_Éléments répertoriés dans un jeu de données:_
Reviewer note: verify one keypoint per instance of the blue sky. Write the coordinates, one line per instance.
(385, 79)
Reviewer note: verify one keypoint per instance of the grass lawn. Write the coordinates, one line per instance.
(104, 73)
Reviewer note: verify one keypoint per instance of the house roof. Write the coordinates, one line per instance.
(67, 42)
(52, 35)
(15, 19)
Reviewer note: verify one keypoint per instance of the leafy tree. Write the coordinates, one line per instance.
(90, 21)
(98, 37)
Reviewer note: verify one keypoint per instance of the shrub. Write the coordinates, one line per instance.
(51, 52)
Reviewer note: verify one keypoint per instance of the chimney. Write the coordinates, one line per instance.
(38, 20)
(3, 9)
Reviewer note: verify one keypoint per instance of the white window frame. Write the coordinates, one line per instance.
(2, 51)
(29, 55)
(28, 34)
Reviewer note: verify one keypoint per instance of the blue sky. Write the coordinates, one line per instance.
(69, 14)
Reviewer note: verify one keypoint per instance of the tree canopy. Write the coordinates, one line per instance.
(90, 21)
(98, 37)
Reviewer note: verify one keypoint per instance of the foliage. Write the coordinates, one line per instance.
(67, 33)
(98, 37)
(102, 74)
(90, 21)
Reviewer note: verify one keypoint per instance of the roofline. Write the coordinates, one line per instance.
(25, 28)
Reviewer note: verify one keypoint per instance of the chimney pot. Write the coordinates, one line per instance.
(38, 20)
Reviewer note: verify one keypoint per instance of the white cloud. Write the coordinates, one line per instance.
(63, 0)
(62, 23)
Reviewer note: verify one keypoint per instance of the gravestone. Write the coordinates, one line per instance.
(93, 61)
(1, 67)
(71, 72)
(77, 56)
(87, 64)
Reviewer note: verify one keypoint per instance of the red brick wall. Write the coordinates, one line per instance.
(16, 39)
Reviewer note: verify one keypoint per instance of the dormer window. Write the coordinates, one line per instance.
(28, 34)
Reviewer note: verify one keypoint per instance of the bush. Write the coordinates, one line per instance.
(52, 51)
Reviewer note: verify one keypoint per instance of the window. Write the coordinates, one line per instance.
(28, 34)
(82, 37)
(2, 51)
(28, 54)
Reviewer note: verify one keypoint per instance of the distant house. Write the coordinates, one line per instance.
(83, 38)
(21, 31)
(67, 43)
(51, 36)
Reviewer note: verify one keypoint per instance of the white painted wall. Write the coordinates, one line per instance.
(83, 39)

_Consignes de travail:_ Renvoie toutes les lignes ci-dessus sans rien y changer.

_Résultat:_
Reviewer note: verify one keypoint per instance of the blue sky. Write the coordinates, one line per instance.
(385, 79)
Reviewer note: verify one keypoint per instance of the grass lawn. Write the coordinates, one line per instance.
(104, 73)
Reviewer note: verify one keypoint per instance of the house roof. Write the coordinates, one line per instance.
(67, 42)
(52, 35)
(15, 19)
Reviewer note: verify one keypoint per instance of the leafy tree. Write the coordinates, one line per instance.
(90, 21)
(98, 37)
Reviewer note: verify one keypoint per instance of the shrub. Write the coordinates, one line per instance.
(51, 52)
Reviewer note: verify one keypoint per instance of the chimney. Write the coordinates, one line per instance.
(38, 20)
(3, 9)
Reviewer note: verify one keypoint per instance of the white window frame. Write the coordinates, one line per instance.
(2, 51)
(29, 55)
(28, 34)
Reviewer note: verify one keypoint per instance of the blue sky. Write the coordinates, one line per instance.
(69, 14)
Reviewer note: verify one keypoint per instance of the tree canopy. Write the coordinates, one line per instance.
(90, 21)
(98, 37)
Reviewer note: verify one keypoint per instance of the foliage. Write the coordinates, one line per instance.
(67, 33)
(98, 37)
(102, 74)
(90, 21)
Reviewer note: verify one keypoint per instance of the roofline. Write the coordinates, one line per instance.
(25, 28)
Reviewer note: verify one keypoint per instance of the chimney pot. Write the coordinates, one line per instance.
(38, 20)
Reviewer note: verify one keypoint per instance of the white cloud. Write the coordinates, one line per instance.
(63, 0)
(62, 23)
Reviewer note: verify one keypoint per instance of the gravestone. Write the coordinates, one line per instance.
(93, 61)
(1, 67)
(71, 72)
(77, 56)
(87, 64)
Reviewer note: verify one keypoint per instance of the red brick wall. Write the coordinates, one line per instance.
(16, 39)
Reviewer note: verify one keypoint per instance of the dormer window. Write the coordinates, one line per instance.
(28, 34)
Reviewer note: verify one keypoint per instance of the bush. Write the coordinates, one line per instance.
(52, 51)
Reviewer note: verify one keypoint per instance of the window. Write the coordinates, one line per instance.
(28, 34)
(82, 37)
(2, 51)
(28, 54)
Reviewer note: verify one keypoint per instance of the distant house. Write the coordinates, one line per instance.
(83, 38)
(21, 31)
(67, 43)
(51, 36)
Reviewer note: verify one keypoint per instance of the white painted wall. Write the coordinates, one line per instance.
(83, 39)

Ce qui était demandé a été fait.